EXTRAIT:
Jakarta, actuelle capitale de l’Indonésie, a fait face à des pics de pollution sans précédent durant le mois d’août, devenant ainsi la ville la plus polluée au monde pendant plusieurs jours consécutifs. Cette pollution atmosphérique est en grande partie causée par le trafic et par la présence de 10 centrales à charbon dans les 100 kilomètres aux alentours de Jakarta.

Conscient de cette situation, le gouvernement ne semble pourtant pas prêt à apporter des solutions à ce problème sanitaire, la plupart ayant des intérêts personnels dans l’industrie minière. De plus, la Haute Autorité indonésienne des services financiers (OJK) a choisi de classer la construction de nouvelles centrales thermiques à charbon comme « activité verte » dans sa taxonomie des activités économiques.

LIGNES ENREGISTRÉES:
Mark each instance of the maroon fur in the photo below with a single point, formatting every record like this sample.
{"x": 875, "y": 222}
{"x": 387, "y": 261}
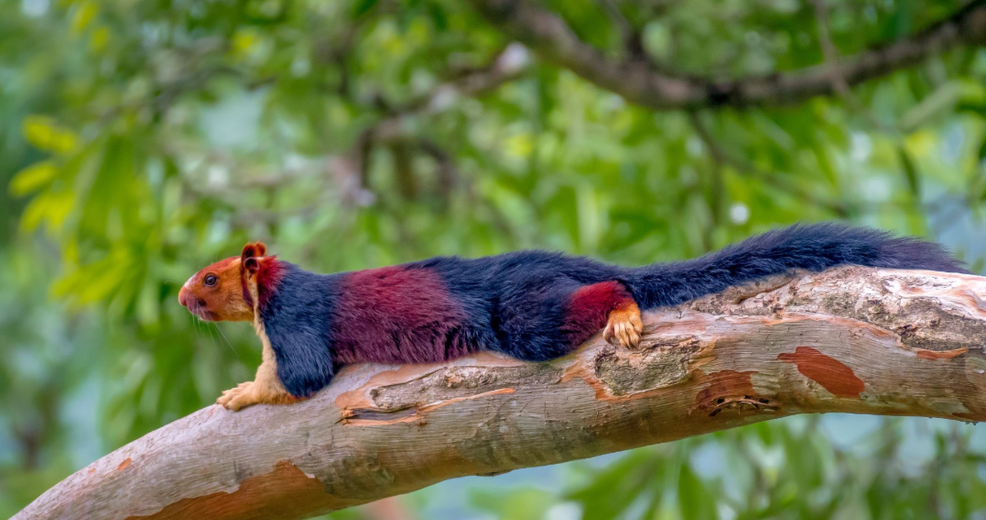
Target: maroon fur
{"x": 397, "y": 315}
{"x": 268, "y": 276}
{"x": 589, "y": 308}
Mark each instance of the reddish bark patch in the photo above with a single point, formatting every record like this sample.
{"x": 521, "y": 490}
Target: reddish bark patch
{"x": 829, "y": 372}
{"x": 284, "y": 492}
{"x": 940, "y": 354}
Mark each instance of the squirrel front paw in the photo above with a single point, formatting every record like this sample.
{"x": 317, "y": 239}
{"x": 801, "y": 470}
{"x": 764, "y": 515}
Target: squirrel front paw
{"x": 624, "y": 326}
{"x": 240, "y": 397}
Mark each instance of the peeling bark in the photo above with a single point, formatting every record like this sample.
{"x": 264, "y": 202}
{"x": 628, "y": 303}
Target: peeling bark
{"x": 853, "y": 340}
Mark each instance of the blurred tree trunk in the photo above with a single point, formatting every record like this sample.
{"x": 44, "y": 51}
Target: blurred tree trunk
{"x": 853, "y": 340}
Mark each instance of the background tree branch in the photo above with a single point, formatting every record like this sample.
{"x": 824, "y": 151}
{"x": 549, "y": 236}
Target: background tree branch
{"x": 851, "y": 340}
{"x": 643, "y": 83}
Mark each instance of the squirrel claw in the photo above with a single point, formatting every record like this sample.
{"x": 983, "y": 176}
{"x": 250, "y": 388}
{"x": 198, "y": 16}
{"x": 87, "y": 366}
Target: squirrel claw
{"x": 237, "y": 398}
{"x": 624, "y": 327}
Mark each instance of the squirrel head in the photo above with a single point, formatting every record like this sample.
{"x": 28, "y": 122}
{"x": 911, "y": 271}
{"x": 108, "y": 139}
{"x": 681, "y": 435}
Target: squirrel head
{"x": 228, "y": 289}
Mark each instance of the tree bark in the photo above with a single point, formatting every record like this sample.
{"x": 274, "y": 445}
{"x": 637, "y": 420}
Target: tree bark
{"x": 853, "y": 340}
{"x": 642, "y": 82}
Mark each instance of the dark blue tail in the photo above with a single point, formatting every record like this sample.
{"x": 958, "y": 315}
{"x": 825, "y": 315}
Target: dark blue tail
{"x": 814, "y": 247}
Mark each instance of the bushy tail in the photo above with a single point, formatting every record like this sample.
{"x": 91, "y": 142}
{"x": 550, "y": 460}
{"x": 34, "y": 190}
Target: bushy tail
{"x": 814, "y": 247}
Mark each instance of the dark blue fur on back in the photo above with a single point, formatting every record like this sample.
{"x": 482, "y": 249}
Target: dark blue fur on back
{"x": 296, "y": 321}
{"x": 515, "y": 303}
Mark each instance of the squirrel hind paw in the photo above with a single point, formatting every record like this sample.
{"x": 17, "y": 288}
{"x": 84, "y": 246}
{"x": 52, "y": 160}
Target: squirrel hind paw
{"x": 624, "y": 327}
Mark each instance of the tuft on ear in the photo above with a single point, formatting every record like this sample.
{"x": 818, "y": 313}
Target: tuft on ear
{"x": 251, "y": 253}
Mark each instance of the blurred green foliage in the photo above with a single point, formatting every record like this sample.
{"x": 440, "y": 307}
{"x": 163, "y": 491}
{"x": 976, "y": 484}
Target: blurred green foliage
{"x": 142, "y": 140}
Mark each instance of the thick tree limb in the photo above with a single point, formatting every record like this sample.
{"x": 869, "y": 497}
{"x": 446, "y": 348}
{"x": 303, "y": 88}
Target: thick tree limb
{"x": 851, "y": 340}
{"x": 642, "y": 83}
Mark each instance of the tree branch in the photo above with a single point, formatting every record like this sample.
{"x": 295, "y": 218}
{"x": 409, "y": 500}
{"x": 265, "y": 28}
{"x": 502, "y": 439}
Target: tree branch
{"x": 644, "y": 84}
{"x": 853, "y": 340}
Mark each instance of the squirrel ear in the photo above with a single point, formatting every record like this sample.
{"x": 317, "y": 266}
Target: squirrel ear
{"x": 248, "y": 258}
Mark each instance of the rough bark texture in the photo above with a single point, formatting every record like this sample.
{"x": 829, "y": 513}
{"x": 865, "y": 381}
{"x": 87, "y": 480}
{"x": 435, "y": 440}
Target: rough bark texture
{"x": 644, "y": 83}
{"x": 848, "y": 340}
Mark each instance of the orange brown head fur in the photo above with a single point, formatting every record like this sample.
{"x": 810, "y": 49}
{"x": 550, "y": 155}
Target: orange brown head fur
{"x": 227, "y": 289}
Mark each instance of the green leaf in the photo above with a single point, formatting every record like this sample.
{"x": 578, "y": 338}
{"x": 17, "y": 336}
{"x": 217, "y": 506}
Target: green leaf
{"x": 45, "y": 134}
{"x": 910, "y": 171}
{"x": 32, "y": 178}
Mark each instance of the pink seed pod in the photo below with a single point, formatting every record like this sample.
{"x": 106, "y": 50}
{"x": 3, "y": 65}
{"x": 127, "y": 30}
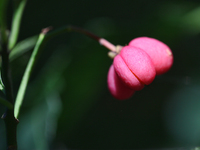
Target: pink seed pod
{"x": 134, "y": 67}
{"x": 116, "y": 87}
{"x": 159, "y": 52}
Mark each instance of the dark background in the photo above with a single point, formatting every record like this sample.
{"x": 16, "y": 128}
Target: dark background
{"x": 67, "y": 104}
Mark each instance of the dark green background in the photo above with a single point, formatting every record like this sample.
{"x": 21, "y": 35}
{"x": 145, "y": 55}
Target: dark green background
{"x": 67, "y": 104}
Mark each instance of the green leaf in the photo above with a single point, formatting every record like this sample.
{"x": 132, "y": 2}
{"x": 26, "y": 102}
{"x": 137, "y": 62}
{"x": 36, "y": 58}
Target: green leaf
{"x": 18, "y": 11}
{"x": 3, "y": 7}
{"x": 26, "y": 76}
{"x": 6, "y": 103}
{"x": 23, "y": 47}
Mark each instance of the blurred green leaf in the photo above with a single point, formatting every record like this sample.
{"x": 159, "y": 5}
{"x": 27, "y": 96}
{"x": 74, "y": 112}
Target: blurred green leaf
{"x": 17, "y": 15}
{"x": 26, "y": 76}
{"x": 23, "y": 47}
{"x": 3, "y": 6}
{"x": 6, "y": 103}
{"x": 191, "y": 20}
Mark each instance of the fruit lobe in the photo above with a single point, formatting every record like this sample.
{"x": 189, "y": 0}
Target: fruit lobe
{"x": 116, "y": 87}
{"x": 160, "y": 53}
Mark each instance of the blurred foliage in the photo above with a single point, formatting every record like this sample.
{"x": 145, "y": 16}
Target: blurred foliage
{"x": 67, "y": 104}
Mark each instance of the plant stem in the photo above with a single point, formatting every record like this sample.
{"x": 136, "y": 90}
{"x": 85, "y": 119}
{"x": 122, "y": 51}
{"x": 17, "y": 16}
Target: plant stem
{"x": 8, "y": 117}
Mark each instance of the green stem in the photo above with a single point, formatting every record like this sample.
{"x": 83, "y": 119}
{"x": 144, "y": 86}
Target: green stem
{"x": 9, "y": 119}
{"x": 26, "y": 76}
{"x": 17, "y": 16}
{"x": 43, "y": 37}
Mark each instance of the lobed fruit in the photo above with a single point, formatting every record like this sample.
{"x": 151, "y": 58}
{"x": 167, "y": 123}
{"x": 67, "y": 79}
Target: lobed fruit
{"x": 137, "y": 65}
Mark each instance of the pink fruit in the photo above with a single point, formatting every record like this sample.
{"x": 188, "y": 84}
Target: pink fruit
{"x": 116, "y": 87}
{"x": 160, "y": 53}
{"x": 134, "y": 67}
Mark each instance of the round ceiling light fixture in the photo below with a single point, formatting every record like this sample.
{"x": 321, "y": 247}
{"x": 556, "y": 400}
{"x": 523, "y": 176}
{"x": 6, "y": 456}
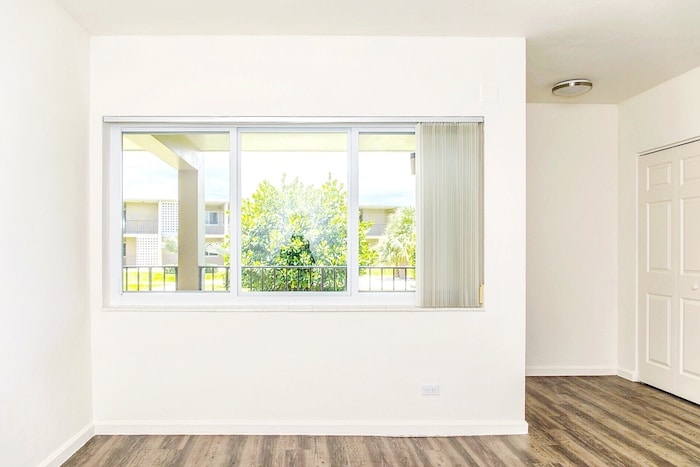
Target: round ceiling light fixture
{"x": 572, "y": 87}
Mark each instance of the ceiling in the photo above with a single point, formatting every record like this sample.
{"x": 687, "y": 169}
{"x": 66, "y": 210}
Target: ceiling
{"x": 624, "y": 46}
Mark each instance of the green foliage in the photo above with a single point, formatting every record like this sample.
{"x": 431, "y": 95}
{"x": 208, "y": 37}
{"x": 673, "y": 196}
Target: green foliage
{"x": 297, "y": 252}
{"x": 397, "y": 246}
{"x": 299, "y": 226}
{"x": 273, "y": 216}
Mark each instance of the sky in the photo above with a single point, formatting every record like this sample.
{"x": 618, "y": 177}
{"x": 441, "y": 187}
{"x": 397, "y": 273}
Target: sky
{"x": 385, "y": 177}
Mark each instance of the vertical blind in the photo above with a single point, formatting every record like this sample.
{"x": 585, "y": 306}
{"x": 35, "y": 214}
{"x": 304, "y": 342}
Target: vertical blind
{"x": 449, "y": 249}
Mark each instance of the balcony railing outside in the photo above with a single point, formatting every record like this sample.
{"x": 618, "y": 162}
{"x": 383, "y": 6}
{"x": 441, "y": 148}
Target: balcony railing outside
{"x": 274, "y": 278}
{"x": 214, "y": 229}
{"x": 140, "y": 227}
{"x": 214, "y": 278}
{"x": 149, "y": 278}
{"x": 294, "y": 278}
{"x": 387, "y": 279}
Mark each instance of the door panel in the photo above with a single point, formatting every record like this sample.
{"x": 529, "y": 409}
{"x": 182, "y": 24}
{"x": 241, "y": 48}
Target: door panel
{"x": 690, "y": 354}
{"x": 688, "y": 377}
{"x": 669, "y": 270}
{"x": 656, "y": 274}
{"x": 659, "y": 330}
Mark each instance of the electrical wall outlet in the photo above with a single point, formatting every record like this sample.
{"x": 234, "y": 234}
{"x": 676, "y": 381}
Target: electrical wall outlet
{"x": 429, "y": 389}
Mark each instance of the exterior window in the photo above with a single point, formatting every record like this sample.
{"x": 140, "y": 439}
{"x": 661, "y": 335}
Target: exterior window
{"x": 167, "y": 180}
{"x": 293, "y": 221}
{"x": 256, "y": 213}
{"x": 211, "y": 218}
{"x": 387, "y": 204}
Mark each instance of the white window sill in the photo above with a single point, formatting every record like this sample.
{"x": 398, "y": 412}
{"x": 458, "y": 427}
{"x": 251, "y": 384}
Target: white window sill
{"x": 285, "y": 308}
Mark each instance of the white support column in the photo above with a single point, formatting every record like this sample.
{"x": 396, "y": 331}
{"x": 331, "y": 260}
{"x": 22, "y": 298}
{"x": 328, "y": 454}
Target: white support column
{"x": 179, "y": 152}
{"x": 191, "y": 228}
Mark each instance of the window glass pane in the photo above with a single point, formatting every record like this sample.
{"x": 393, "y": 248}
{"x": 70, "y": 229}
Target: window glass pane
{"x": 175, "y": 225}
{"x": 387, "y": 200}
{"x": 293, "y": 211}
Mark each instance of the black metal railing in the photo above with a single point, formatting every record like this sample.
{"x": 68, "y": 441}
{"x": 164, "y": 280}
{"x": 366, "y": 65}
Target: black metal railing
{"x": 294, "y": 278}
{"x": 149, "y": 278}
{"x": 387, "y": 279}
{"x": 213, "y": 278}
{"x": 140, "y": 226}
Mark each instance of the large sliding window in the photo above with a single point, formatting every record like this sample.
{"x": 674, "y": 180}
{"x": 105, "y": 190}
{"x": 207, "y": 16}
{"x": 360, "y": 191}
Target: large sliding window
{"x": 285, "y": 215}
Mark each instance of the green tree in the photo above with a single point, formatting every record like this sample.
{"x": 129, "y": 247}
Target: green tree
{"x": 397, "y": 247}
{"x": 278, "y": 222}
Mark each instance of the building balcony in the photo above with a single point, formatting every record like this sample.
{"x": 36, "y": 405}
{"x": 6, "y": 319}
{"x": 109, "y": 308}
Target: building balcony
{"x": 140, "y": 227}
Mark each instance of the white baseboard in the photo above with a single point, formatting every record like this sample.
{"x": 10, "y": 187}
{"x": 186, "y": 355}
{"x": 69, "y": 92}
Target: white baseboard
{"x": 628, "y": 374}
{"x": 349, "y": 428}
{"x": 569, "y": 371}
{"x": 67, "y": 449}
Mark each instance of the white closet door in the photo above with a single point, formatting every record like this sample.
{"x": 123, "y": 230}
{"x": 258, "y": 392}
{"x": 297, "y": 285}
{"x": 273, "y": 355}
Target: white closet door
{"x": 669, "y": 270}
{"x": 689, "y": 271}
{"x": 656, "y": 270}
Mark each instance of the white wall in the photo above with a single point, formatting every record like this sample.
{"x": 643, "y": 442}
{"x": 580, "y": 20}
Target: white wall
{"x": 45, "y": 393}
{"x": 344, "y": 372}
{"x": 571, "y": 239}
{"x": 666, "y": 114}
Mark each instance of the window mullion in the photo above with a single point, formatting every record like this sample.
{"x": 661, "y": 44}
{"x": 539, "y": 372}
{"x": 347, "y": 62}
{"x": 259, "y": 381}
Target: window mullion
{"x": 235, "y": 212}
{"x": 353, "y": 212}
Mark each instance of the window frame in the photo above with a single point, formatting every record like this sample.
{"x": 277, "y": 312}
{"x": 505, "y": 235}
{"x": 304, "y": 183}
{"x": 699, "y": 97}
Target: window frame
{"x": 114, "y": 297}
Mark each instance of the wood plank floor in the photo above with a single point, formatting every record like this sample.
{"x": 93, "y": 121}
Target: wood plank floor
{"x": 581, "y": 421}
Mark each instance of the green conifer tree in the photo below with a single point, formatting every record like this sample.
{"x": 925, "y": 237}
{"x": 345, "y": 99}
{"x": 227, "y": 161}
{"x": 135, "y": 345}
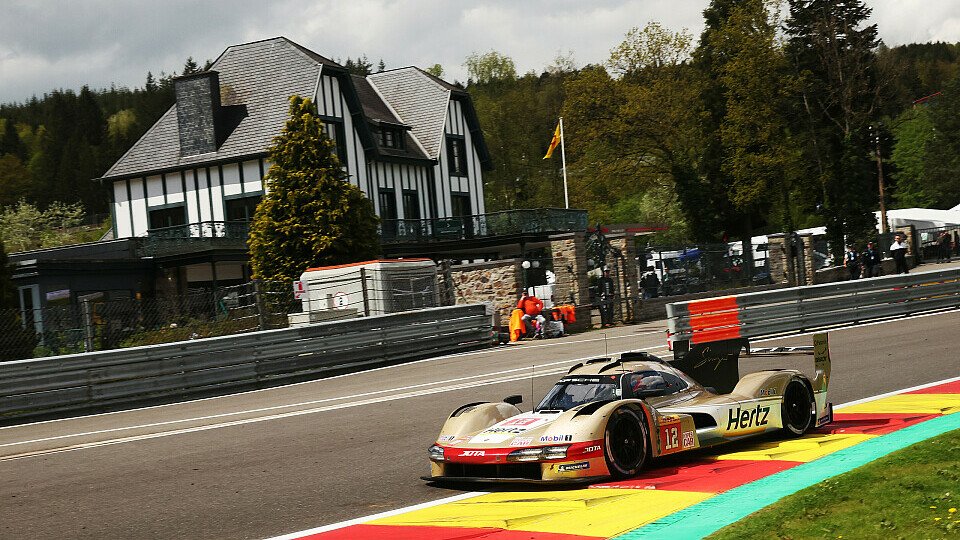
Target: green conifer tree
{"x": 310, "y": 216}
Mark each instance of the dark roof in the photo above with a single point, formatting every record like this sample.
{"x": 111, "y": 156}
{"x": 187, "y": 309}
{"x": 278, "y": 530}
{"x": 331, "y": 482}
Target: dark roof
{"x": 260, "y": 76}
{"x": 377, "y": 111}
{"x": 258, "y": 79}
{"x": 419, "y": 102}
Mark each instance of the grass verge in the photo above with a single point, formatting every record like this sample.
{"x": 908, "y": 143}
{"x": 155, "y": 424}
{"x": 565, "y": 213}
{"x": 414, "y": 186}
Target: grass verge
{"x": 912, "y": 493}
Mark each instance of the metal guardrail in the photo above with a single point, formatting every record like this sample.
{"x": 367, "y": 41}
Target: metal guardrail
{"x": 37, "y": 387}
{"x": 800, "y": 309}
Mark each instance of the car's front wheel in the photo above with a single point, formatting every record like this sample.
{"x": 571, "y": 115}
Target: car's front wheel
{"x": 797, "y": 408}
{"x": 626, "y": 444}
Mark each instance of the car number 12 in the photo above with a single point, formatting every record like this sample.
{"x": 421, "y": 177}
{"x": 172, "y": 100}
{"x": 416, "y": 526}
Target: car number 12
{"x": 670, "y": 438}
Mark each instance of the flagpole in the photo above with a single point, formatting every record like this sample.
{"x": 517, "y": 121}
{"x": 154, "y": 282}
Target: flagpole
{"x": 563, "y": 157}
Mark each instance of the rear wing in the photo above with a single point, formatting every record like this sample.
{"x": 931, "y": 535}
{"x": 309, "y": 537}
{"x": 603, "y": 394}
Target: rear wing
{"x": 717, "y": 364}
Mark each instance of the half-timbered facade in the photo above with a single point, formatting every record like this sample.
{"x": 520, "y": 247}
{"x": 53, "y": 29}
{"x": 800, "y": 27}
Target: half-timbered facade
{"x": 410, "y": 141}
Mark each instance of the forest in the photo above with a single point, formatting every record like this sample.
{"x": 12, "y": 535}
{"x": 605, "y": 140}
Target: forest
{"x": 768, "y": 121}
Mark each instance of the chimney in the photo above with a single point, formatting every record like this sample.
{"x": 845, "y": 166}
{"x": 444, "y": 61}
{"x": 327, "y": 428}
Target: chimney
{"x": 198, "y": 108}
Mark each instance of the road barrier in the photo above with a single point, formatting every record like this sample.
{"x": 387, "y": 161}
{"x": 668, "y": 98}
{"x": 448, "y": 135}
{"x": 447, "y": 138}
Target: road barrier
{"x": 800, "y": 309}
{"x": 42, "y": 386}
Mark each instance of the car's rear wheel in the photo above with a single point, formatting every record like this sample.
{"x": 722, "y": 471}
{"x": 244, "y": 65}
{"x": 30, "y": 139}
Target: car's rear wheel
{"x": 626, "y": 444}
{"x": 797, "y": 408}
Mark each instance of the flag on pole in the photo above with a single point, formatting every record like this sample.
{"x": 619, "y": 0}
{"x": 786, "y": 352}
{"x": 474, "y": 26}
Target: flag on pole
{"x": 553, "y": 143}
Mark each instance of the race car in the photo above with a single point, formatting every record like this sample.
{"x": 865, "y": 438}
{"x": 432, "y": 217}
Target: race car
{"x": 609, "y": 417}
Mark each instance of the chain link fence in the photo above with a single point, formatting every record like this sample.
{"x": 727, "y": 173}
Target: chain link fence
{"x": 95, "y": 324}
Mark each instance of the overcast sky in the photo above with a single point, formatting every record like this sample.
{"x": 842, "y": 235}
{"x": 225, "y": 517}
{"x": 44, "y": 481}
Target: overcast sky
{"x": 47, "y": 44}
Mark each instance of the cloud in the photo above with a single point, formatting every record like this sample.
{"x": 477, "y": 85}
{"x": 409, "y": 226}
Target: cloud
{"x": 65, "y": 44}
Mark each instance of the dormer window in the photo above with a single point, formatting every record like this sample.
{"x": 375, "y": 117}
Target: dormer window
{"x": 456, "y": 155}
{"x": 391, "y": 138}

CONSIGNES DE L'EXERCICE:
• a. Expliquez en une à trois phrases, d'après l'extrait sur la pollution à Jakarta, ce qui cause en grande partie la pollution atmosphérique de la ville.
• b. Rédigez la suite de l'extrait sur la pollution à Jakarta, à partir de sa dernière phrase.

RÉSULTATS DANS L'ORDRE:
• a. La pollution atmosphérique de Jakarta est en grande partie causée par le trafic. Elle est aussi due à la présence de 10 centrales à charbon dans un rayon de 100 kilomètres autour de la ville.

• b.
Jakarta. Source : Pexels

Une pollution atmosphérique de plus en plus invivable

De manière générale et depuis plusieurs années, la ville de Jakarta occupe les places les plus hautes du classement des villes les plus polluées au monde et, mi-août, la situation était telle qu’elle s’est retrouvée à la tête du classement des grandes villes polluées selon la qualité de l’air de l’entreprise IQAir, en enregistrant pendant plus d’une semaine une concentration de particules fines (PM2.5) supérieure à des villes très polluées comme Doha ou Lahore.

Le gouvernement met la pollution atmosphérique sur le dos de la circulation automobile d’une part, estimant que les émissions des véhicules circulant dans la capitale comptent pour 44% des émissions globales, et de la météo d’autre part car la pollution atmosphérique s’aggrave lors de la saison sèche qui a par ailleurs duré plus longtemps que d’habitude cette année. Le 21 août, le gouvernement a d’ailleurs pris une mesure d’obligation de télétravail pour les fonctionnaires pendant 2 mois afin de remédier à la pollution de l’air pour le sommet de l’ASEAN qui s’y tenait en septembre.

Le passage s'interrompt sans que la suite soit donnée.